# Enunciado A
Liste os produtos agrícolas que, segundo o texto sobre o modelo neoliberal na agricultura, foram os únicos a aumentar nos quinze anos mencionados.
# Enunciado B
Prossiga com o texto sobre o modelo neoliberal na agricultura a partir da última frase apresentada.

# Texto de apoio
_ _ _
Com a crise do modelo de industrialização dependente, as classes dominantes também entram em crise e, ao longo dos últimos anos, vêm buscando diversas saídas. A partir do governo Collor e depois FHC, assumem como proposta de solução a implantação de um novo modelo econômico, que seria a subordinação total de nossa economia ao capital estrangeiro. As políticas adotadas para implementá-lo, conhecidas como neoliberais, foram recomendadas por organismos internacionais que representam o capital, como o Banco Mundial, o FMI etc., …e se tratava na realidade de uma “nova liberdade total para o capital”. Mas liberdade para o capital estrangeiro, que agora estava em sua etapa financeira e, portanto, vinha ao nosso país não mais para explorar mão-de-obra barata, mas sim para realizar-se abocanhando os lucros das ex-empresas estatais, então privatizadas por ele. E também na obtenção de altas taxas de juros, seja da dívida externa, seja dos cofres públicos, por meio da dívida interna.

Essa proposta de modelo chegou devagarzinho também à agricultura, nos anos 1980. E teve conseqüências funestas, pois representou na prática a desnacionalização de nossa agricultura para as empresas estrangeiras. Assim, herdamos dos governos Collor e FHC, durante os últimos quinze anos, o resultado perverso da política neoliberal aplicada também à agricultura. E quais foram essas conseqüências?

Primeiro, houve um processo de concentração da propriedade da terra ainda maior. As grandes propriedades, fazendas maiores de 2 mil hectares, que detinham um patrimônio de 120 milhões de hectares, passaram para 150 milhões de hectares. Na camada inferior dos camponeses, os pequenos proprietários, com menos de 100 hectares, diminuíram seu número em 920 mil propriedades. Ou seja, desapareceu, nesse período, quase 1 milhão de pequenas propriedades, majoritariamente abaixo de 10 hectares. Cerca de 2 milhões de trabalhadores assalariados perderam o emprego.

O país concentrou ainda mais sua produção agrícola, voltando a priorizar apenas alguns grãos, como soja e milho, e a cana-de-açúcar, todos para exportação. Nesses quinze anos, os demais produtos agrícolas brasileiros diminuíram a área cultivada e o volume de produção total; apenas soja, milho e cana aumentaram. O Brasil aumentou a importação de alimentos que facilmente poderíamos produzir aqui, como leite e derivados, feijão, frutas etc.

Tudo isso porque as empresas estrangeiras passaram a controlar o comércio agrícola e nossas agroindústrias – e portanto os preços, estoques e todo o abastecimento de alimentos do país. O modelo de subordinação de nossa economia adotado pelo governo FHC colocou em risco a soberania alimentar de nosso povo.
_ _ _
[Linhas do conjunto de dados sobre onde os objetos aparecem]
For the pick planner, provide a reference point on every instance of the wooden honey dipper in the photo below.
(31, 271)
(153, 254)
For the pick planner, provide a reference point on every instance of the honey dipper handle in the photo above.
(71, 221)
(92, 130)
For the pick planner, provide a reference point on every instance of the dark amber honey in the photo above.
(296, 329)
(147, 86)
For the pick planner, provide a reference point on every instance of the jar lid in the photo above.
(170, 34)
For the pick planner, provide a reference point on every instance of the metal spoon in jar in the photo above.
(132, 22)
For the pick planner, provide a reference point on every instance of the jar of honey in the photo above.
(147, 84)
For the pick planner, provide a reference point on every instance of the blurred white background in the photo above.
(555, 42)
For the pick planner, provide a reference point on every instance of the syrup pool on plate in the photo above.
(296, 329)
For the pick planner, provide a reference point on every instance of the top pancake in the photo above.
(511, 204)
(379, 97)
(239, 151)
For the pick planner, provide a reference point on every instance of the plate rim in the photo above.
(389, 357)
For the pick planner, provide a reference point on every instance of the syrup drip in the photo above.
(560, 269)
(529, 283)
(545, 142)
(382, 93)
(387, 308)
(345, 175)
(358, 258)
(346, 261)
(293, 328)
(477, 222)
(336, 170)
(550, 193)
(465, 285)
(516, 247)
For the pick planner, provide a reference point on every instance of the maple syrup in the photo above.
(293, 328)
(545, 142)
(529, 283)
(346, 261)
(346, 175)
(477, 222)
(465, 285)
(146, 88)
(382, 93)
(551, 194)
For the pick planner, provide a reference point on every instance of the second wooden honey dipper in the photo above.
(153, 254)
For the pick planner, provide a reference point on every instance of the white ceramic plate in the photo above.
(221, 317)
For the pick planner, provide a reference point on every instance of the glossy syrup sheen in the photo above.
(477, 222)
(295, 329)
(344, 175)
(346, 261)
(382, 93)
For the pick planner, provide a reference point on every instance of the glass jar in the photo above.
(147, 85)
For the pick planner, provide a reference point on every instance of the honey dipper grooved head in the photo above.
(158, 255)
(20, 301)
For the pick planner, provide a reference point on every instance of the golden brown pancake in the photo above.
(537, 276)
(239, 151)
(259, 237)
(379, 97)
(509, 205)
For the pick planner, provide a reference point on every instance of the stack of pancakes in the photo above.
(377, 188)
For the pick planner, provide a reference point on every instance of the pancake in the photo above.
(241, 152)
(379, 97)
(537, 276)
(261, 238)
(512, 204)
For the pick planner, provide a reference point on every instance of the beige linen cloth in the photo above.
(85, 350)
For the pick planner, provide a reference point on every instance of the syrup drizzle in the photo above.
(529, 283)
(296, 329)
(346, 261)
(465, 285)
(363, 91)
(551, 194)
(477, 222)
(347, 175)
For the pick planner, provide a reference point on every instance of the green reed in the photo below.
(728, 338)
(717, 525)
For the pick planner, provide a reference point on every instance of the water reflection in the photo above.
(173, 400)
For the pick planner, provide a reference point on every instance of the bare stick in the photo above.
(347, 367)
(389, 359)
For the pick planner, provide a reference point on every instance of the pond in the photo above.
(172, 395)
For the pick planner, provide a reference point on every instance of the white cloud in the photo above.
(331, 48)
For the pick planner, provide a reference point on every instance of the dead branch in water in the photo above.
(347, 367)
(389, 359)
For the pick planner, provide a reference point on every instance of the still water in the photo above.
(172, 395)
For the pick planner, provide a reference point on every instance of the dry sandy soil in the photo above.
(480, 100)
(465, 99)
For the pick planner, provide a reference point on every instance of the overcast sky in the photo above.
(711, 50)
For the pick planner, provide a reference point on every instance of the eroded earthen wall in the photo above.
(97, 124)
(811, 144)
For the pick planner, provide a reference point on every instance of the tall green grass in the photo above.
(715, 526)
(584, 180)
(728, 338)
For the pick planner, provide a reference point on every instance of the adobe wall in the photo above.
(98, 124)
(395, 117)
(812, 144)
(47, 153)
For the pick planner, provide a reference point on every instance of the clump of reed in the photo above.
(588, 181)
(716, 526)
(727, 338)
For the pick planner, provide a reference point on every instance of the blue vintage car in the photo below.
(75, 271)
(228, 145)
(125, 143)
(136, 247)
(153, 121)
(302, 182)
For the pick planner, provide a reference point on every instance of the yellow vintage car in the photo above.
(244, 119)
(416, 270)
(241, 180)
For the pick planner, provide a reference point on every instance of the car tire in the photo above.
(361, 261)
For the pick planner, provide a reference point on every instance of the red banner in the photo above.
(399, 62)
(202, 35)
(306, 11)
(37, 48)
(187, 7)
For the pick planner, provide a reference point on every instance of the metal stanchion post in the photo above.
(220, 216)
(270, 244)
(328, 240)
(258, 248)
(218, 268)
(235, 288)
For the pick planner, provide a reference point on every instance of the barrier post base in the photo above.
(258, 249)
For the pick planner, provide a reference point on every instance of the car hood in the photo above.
_ _ _
# Resultado da tarefa A
Soja, milho e cana-de-açúcar.

# Resultado da tarefa B
E a reforma agrária? Ora, no contexto desse novo modelo subordinado ao capital estrangeiro, às grandes empresas transnacionais e ao capital financeiro, não há espaço para políticas de reforma agrária. O processo, ao contrário, é de concentração da propriedade da terra e da produção. Ou seja, modernizar a agricultura por meio das grandes unidades produtivas e excluir paulatinamente a agricultura familiar e os trabalhadores rurais em geral, cuja única saída é a migração para as cidades.

No entanto, como tudo é contraditório em nossa sociedade, também como parte da crise do modelo de industrialização dependente surgiram na década de 1980 muitos movimentos sociais – e chegamos a ter uma reascensão do movimento de massas, de 1978 a 1989 –, que reorganizaram a classe trabalhadora em torno da CUT, do PT, das pastorais, progressistas, dos sindicatos e do MST. Portanto, formas organizativas de resistência queriam mudanças diferentes. E havia no campo forças organizadas da classe trabalhadora que voltavam a lutar pela reforma agrária. Qual foi a saída então aplicada pelos governos neoliberais?

As saídas, estudadas e assessoradas meticulosamente pelo FMI e pelo Banco Mundial, deram-se em dois campos complementares. De um lado aplicar políticas sociais compensató­rias, que pudessem amenizar o sofrimento social dessas amplas populações rurais completamente excluídas. Assim surgiram os programas bolsa-escola, cesta básica, vale-gás. E surgiram também o Banco da Terra e o crédito fun­diário, utilizando-se várias expressões diferentes para um mesmo objetivo: criar a ilusão paulatina no camponês de que ele não precisava se organizar e poderia, individualmente, comprar sua terra. Os fazendeiros apoiaram entusiasticamente a proposta, pois passaram a receber, à vista, por terras de péssima qualidade que não conseguiam vender a ninguém.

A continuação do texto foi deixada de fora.